### What to work on
Reproduce the material below verbatim, keeping every line in its original order.

### Data excerpts
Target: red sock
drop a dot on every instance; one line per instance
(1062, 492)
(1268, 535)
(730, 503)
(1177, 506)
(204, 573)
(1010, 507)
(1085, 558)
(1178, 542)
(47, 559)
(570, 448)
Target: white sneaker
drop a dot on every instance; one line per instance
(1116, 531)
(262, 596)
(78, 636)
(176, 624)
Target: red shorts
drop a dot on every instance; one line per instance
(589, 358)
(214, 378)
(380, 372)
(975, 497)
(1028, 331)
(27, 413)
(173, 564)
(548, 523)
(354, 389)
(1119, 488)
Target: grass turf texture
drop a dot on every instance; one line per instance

### Solution for this exercise
Target: red sock
drop a dot on every instance; one line per instance
(1062, 492)
(1268, 535)
(730, 503)
(1177, 506)
(204, 573)
(1010, 507)
(1085, 558)
(1178, 542)
(47, 559)
(570, 448)
Target: white sneaker
drop a dot on every instance; one line per instance
(1116, 531)
(262, 596)
(78, 636)
(176, 624)
Target: red shorts
drop a dot on every instance; one line per instance
(589, 358)
(214, 378)
(380, 372)
(975, 497)
(1028, 331)
(27, 413)
(173, 564)
(548, 523)
(354, 389)
(1119, 488)
Target: grass turf texture
drop a dot on every instance; one line per instance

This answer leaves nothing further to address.